What you have to do :: Look below for the line containing "the <item>multicolored hair</item>?". Output it and each remaining line of the entries exactly, and nothing else.

Available data ::

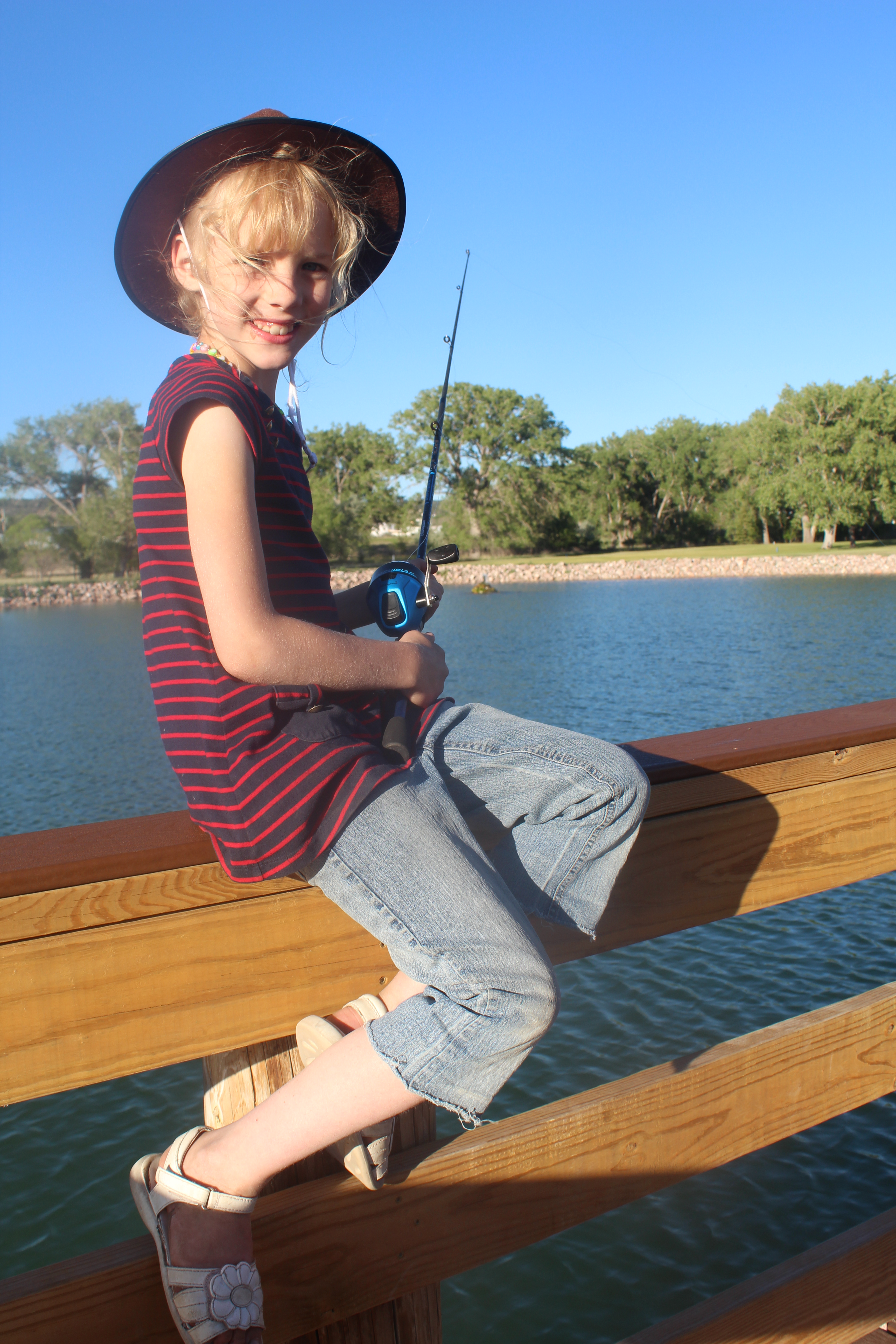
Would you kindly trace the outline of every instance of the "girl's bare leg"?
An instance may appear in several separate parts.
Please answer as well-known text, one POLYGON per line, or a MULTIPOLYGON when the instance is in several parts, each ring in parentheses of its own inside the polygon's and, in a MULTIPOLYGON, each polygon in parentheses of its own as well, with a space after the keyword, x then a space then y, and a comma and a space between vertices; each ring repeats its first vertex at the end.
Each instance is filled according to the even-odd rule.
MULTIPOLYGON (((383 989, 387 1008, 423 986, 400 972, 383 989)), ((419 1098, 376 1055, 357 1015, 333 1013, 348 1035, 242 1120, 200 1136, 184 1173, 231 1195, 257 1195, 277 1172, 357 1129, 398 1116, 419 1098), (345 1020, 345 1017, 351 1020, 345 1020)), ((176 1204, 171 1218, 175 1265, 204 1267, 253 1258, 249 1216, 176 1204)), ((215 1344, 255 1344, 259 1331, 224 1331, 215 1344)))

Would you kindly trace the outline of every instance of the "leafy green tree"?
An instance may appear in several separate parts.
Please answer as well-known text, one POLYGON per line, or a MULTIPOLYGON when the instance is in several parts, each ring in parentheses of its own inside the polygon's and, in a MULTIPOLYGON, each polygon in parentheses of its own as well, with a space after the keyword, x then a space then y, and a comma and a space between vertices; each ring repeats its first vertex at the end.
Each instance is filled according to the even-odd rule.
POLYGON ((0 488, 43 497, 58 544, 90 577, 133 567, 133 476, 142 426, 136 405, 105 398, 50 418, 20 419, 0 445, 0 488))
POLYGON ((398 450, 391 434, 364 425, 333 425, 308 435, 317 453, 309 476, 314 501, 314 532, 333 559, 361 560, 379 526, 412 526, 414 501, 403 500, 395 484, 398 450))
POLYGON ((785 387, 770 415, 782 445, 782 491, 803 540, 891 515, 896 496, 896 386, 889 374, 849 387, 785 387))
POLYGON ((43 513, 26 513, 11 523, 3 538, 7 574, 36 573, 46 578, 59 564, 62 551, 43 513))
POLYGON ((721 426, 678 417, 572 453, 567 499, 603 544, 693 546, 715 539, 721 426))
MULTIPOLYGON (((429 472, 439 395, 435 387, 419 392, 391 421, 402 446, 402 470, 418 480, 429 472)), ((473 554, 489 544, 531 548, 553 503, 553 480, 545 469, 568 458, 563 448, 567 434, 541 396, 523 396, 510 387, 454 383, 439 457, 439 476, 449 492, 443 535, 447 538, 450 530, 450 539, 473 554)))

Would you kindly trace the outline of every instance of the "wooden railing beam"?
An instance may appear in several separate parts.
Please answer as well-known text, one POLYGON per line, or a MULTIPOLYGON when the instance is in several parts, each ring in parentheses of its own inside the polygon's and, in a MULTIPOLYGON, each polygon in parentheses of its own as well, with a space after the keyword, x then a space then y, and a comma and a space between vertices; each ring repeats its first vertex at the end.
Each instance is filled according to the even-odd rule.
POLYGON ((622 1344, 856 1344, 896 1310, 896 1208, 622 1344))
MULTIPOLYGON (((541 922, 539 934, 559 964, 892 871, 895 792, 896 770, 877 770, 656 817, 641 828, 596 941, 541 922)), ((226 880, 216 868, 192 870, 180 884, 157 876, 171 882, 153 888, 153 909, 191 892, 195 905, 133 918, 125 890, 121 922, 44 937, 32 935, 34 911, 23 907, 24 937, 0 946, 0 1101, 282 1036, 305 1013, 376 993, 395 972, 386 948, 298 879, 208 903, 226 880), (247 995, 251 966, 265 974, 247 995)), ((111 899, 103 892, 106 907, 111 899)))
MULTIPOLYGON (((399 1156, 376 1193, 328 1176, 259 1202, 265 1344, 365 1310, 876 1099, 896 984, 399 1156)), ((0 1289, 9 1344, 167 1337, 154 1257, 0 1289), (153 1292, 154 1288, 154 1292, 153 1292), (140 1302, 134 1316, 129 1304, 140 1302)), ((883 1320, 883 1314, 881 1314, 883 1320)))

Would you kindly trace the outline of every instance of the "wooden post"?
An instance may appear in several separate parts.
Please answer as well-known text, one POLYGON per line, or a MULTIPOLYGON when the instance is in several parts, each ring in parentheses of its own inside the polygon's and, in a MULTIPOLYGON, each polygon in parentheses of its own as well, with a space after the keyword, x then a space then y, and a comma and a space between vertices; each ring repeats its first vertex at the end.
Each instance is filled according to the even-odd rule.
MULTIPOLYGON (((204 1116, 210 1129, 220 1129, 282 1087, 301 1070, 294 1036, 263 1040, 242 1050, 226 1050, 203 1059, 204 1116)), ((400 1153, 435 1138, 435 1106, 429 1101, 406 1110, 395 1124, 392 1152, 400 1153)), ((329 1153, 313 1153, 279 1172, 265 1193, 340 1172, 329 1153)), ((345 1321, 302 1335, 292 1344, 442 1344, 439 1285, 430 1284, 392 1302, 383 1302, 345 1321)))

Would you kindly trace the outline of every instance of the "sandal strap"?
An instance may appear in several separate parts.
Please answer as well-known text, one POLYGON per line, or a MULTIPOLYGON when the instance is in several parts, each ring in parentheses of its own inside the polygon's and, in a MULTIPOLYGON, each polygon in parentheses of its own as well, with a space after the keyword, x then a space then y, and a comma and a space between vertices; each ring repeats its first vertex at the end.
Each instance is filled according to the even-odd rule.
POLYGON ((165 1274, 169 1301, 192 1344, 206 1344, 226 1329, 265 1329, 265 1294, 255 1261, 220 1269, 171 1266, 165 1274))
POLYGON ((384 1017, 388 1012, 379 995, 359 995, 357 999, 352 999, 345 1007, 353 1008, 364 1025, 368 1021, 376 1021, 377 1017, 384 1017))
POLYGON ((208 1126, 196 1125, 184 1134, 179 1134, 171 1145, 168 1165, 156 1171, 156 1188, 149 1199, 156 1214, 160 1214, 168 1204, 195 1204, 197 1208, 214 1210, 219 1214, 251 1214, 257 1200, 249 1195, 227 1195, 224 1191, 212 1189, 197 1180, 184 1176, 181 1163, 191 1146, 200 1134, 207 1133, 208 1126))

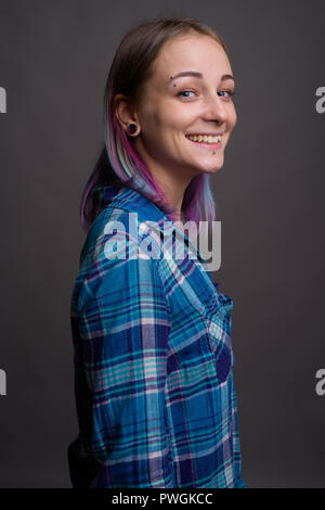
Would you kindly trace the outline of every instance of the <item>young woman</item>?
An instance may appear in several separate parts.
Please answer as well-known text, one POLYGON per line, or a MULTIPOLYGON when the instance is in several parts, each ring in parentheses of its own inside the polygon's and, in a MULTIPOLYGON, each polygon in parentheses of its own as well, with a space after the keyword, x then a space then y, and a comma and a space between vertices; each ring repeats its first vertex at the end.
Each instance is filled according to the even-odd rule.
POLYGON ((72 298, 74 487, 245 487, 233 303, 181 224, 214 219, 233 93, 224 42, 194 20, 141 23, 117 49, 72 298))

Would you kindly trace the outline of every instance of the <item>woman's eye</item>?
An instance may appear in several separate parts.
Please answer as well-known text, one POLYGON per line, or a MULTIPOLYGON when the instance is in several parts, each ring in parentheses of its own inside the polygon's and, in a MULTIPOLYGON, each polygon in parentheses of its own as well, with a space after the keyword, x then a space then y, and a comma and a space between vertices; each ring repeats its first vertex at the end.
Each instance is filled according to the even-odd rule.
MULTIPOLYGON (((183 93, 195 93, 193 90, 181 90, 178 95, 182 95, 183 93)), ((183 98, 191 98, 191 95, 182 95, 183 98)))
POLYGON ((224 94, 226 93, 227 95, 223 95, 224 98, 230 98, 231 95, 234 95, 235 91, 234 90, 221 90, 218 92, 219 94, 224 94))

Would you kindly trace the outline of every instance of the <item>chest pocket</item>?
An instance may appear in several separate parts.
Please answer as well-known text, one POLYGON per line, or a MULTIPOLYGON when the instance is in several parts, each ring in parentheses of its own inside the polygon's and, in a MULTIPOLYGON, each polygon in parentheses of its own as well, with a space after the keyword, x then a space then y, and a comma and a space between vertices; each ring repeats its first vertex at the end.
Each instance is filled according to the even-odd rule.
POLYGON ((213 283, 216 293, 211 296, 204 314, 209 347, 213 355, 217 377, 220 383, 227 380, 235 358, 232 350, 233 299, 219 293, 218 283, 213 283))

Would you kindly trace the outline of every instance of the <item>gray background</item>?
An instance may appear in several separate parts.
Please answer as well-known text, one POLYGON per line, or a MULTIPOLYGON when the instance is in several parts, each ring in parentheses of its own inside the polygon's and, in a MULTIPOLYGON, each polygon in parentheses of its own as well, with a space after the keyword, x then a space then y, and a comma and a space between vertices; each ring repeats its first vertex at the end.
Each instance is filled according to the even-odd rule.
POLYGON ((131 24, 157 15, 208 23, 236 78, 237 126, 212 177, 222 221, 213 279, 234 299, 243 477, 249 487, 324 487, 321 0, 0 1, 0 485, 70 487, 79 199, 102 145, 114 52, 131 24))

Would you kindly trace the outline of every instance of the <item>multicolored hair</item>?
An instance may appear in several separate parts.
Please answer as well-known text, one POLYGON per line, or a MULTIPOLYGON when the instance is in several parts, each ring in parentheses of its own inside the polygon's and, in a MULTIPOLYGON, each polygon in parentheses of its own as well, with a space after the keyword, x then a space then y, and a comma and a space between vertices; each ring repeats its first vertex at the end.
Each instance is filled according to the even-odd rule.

Task solution ::
Would you kindly trace the outline of every instance of the <item>multicolored hair</item>?
An instance may appear in several separate parts.
Please answer as well-known text, one POLYGON per line, or a MULTIPOLYGON when the instance is in several parts, each ring in parentheses of its own inside the polygon's and, in a MULTIPOLYGON, each polygon in parentheses of its own as well, with a space after the keyword, x then a space then y, and a comma and a space between vertices; each ring repeats its first vertex at the end.
Each instance is filled according to the even-odd rule.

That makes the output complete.